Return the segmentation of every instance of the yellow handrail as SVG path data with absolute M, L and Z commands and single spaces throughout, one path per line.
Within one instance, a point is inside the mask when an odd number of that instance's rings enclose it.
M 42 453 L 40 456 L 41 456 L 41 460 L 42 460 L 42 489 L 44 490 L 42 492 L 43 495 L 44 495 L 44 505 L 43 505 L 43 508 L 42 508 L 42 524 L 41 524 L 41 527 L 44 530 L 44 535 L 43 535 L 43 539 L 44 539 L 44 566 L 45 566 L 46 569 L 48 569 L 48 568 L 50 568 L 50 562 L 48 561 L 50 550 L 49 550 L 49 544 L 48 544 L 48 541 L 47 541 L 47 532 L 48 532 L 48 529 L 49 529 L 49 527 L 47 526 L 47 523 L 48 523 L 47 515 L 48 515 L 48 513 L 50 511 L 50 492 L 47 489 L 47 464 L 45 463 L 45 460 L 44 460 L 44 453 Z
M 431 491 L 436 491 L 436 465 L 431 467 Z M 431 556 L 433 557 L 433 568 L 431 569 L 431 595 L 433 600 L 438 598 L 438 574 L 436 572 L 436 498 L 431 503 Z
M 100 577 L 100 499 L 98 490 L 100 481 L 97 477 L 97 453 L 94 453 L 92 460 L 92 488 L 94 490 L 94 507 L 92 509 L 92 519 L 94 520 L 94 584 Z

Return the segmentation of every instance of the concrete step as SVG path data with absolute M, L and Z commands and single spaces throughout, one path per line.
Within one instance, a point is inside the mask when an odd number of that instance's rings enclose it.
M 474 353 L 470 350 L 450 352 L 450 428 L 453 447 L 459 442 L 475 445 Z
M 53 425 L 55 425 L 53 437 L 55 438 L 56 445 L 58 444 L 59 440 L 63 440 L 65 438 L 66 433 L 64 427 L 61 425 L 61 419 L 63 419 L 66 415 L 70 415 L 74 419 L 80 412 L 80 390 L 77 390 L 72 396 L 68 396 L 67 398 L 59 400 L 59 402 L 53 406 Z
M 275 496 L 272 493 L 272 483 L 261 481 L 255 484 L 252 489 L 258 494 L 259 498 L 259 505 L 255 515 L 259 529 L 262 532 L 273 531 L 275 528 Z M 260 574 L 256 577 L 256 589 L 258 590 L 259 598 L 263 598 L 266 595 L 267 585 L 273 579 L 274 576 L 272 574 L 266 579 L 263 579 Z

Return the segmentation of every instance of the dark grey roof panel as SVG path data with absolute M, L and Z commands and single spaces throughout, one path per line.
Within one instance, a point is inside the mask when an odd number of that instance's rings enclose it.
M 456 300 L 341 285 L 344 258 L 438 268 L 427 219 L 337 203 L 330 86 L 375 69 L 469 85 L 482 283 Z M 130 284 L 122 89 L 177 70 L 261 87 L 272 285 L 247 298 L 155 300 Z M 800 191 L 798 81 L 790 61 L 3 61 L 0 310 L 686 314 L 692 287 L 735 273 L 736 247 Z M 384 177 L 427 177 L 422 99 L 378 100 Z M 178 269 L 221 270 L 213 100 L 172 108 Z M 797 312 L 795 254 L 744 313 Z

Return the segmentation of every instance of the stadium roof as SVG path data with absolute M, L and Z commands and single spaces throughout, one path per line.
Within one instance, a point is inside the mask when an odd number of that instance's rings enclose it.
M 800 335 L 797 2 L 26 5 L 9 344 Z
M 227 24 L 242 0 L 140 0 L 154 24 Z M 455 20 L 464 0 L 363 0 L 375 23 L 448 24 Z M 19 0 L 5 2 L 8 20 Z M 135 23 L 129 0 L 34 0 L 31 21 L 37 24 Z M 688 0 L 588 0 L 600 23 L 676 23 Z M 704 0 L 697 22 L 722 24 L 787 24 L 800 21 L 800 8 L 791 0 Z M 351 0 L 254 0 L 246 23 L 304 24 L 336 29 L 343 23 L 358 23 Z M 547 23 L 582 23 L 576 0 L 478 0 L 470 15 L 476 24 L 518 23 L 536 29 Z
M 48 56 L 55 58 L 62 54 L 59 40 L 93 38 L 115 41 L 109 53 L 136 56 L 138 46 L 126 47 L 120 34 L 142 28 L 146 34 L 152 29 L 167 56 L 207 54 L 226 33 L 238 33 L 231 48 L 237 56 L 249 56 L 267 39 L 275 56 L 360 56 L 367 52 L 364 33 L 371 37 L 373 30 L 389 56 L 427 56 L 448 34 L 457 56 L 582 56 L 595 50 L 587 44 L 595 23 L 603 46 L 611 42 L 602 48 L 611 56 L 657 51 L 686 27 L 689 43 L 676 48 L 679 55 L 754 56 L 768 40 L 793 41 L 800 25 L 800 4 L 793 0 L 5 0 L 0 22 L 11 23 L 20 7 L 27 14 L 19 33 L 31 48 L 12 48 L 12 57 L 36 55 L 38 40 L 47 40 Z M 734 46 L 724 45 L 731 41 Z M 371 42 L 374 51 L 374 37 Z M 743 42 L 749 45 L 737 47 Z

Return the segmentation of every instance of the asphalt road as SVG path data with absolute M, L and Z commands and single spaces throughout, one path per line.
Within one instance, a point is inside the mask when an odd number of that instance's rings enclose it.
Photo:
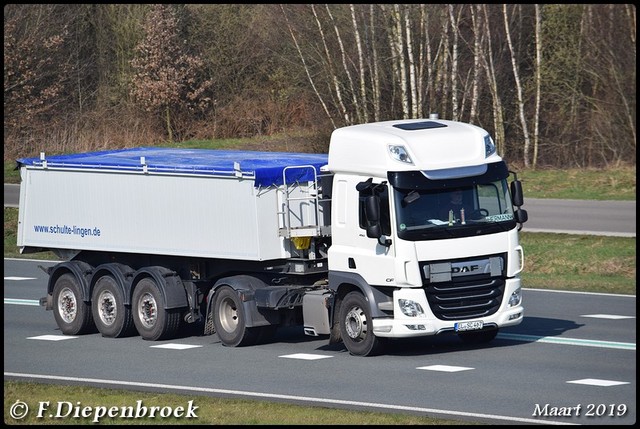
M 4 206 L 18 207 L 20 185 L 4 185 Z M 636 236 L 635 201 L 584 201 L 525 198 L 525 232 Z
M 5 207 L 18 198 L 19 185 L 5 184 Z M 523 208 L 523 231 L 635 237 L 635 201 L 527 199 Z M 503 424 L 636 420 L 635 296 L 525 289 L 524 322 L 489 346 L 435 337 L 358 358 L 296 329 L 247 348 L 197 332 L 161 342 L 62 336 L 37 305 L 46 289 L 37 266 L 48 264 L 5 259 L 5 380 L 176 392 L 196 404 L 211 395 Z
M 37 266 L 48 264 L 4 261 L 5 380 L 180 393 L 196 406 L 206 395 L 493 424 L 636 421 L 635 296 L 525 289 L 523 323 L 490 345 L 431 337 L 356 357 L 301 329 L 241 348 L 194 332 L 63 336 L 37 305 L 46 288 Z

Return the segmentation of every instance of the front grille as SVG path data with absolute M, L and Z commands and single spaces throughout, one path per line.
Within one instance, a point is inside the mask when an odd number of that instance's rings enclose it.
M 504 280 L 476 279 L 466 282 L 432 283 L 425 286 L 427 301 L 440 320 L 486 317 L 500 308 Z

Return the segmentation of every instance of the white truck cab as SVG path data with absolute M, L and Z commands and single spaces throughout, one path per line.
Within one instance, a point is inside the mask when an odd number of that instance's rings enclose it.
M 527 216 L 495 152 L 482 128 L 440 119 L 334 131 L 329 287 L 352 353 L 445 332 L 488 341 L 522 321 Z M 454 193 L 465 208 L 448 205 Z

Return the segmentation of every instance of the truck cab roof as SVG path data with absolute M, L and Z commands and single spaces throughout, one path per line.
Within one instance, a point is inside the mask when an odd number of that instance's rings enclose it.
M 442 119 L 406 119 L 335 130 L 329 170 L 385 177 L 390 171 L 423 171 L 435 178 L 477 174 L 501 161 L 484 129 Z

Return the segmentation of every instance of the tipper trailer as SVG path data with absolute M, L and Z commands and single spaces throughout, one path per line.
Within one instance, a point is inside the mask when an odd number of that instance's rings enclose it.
---
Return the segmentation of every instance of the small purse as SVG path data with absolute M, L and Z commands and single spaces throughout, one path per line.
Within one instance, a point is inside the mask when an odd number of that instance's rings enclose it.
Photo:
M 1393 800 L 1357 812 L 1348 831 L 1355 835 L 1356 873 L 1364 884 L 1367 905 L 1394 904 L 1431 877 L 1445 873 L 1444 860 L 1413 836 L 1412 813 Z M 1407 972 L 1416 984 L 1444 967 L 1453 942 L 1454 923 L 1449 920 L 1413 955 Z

PROMPT:
Would you print exactly and only the lines of the material above that run from the line with "Return the segmentation of every instance of the concrete" through the line with "Return the segmentation of every instance of the dark", both included?

TASK RESPONSE:
Return the segmentation of every instance of the concrete step as SVG path data with absolute M, L and Z commands and single spaces throughout, one path per line.
Within one instance, a point is inside the mask when an odd number of that instance's rings enclose it.
M 474 353 L 470 350 L 450 352 L 450 428 L 453 447 L 459 442 L 475 445 Z
M 53 425 L 55 425 L 53 437 L 55 438 L 56 445 L 58 444 L 59 440 L 63 440 L 65 438 L 66 433 L 64 427 L 61 425 L 61 419 L 63 419 L 66 415 L 70 415 L 74 419 L 80 412 L 80 390 L 77 390 L 72 396 L 68 396 L 67 398 L 59 400 L 59 402 L 53 406 Z
M 275 496 L 272 493 L 272 483 L 261 481 L 255 484 L 252 489 L 258 494 L 259 498 L 259 505 L 255 515 L 259 529 L 262 532 L 273 531 L 275 528 Z M 260 574 L 256 577 L 256 589 L 258 590 L 259 598 L 263 598 L 266 595 L 267 585 L 273 579 L 274 576 L 272 574 L 266 579 L 263 579 Z

Return the segmentation of every instance of the dark grey roof panel as SVG path data with absolute M, L and Z commands and single spaces throughout, one path per line.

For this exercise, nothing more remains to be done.